» **CONSIGNAS**
**A)** Indica si cada afirmación coincide con el texto sobre formas inéditas de racismo y responde sí o no, citando textualmente las palabras que lo deciden: (i) desde 1988 se han hecho más profundas dos grandes fracturas a nivel mundial; (ii) la fractura que afecta al ser humano no nacido es la más denunciada; (iii) poderosos intereses comerciales querrían aprovechar una tentación eugenésica.
**B)** Copia sin cambios las líneas de las entradas que van desde la que contiene "Q: For the crosswalk" hasta el final de las entradas, ambos extremos incluidos.

═══ TEXTO

Formas inéditas de racismo
Hacemos notar, por último, que desde 1988 dos grandes fracturas se han hecho más profundas a nivel mundial: la de una pobreza cada vez más dramática unida a la de la discriminación social y una más nueva y menos denunciada que afecta al ser humano no nacido, sometido a experimentos y que se ha convertido en objeto de la técnica (a través de las técnicas de procreación artificial, la utilización de «embriones sobrantes», la clonación terapéutica, etc.). El riesgo de una forma inédita de racismo es sumamente real, pues el desarrollo de estas técnicas podría llevar a la creación de una «subcategoría de seres humanos» destinada esencialmente al confort de algunos. Nueva y terrible forma de esclavitud. Poderosos intereses comerciales querrían aprovechar esta latente tentación eugenésica. De este modo, los gobiernos y la comunidad científica internacional tienen la obligación de vigilar con atención..

══════
═══ ENTRADAS PROPORCIONADAS

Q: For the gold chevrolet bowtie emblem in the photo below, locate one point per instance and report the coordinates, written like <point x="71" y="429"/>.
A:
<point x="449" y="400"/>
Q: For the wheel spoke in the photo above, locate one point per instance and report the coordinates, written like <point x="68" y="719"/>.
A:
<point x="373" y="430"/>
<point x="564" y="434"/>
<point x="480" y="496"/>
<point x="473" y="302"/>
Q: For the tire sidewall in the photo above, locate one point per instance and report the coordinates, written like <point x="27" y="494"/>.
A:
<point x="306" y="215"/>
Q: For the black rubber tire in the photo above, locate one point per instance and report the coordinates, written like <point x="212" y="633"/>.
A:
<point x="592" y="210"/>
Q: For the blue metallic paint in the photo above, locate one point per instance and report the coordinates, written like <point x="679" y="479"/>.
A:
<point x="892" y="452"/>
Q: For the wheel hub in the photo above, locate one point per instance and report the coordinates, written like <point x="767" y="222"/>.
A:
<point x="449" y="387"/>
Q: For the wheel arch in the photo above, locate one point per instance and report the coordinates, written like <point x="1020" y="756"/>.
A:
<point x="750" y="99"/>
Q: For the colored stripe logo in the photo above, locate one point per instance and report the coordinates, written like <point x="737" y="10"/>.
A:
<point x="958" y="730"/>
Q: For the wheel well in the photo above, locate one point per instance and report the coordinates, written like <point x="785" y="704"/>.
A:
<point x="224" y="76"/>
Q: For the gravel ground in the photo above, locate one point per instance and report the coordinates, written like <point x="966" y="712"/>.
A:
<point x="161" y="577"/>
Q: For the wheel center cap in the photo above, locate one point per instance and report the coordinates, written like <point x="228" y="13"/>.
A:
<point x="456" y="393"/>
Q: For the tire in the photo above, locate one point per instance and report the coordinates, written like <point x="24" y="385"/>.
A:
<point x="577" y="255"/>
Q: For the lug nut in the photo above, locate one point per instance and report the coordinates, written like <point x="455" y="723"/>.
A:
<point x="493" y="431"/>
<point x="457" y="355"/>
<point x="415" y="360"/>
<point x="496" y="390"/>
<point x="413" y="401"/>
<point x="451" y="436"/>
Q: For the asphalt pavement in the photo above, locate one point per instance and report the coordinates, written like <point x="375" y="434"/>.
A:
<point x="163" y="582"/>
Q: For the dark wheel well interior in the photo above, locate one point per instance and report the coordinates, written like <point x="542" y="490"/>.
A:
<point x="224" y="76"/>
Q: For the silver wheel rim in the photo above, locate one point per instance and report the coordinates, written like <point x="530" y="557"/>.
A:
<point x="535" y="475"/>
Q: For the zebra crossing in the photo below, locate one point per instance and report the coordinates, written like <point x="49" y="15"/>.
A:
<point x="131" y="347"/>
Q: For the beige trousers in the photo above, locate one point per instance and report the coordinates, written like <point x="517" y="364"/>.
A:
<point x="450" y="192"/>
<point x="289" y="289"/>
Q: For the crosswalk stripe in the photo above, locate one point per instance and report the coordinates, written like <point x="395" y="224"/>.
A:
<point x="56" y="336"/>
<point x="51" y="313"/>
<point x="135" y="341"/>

══════

» **RESPUESTAS POR CONSIGNA**
**A)**
(i) Sí: «desde 1988 dos grandes fracturas se han hecho más profundas a nivel mundial».
(ii) No: «una más nueva y menos denunciada que afecta al ser humano no nacido».
(iii) Sí: «Poderosos intereses comerciales querrían aprovechar esta latente tentación eugenésica».

**B)**
Q: For the crosswalk stripe in the photo above, locate one point per instance and report the coordinates, written like <point x="395" y="224"/>.
A:
<point x="56" y="336"/>
<point x="51" y="313"/>
<point x="135" y="341"/>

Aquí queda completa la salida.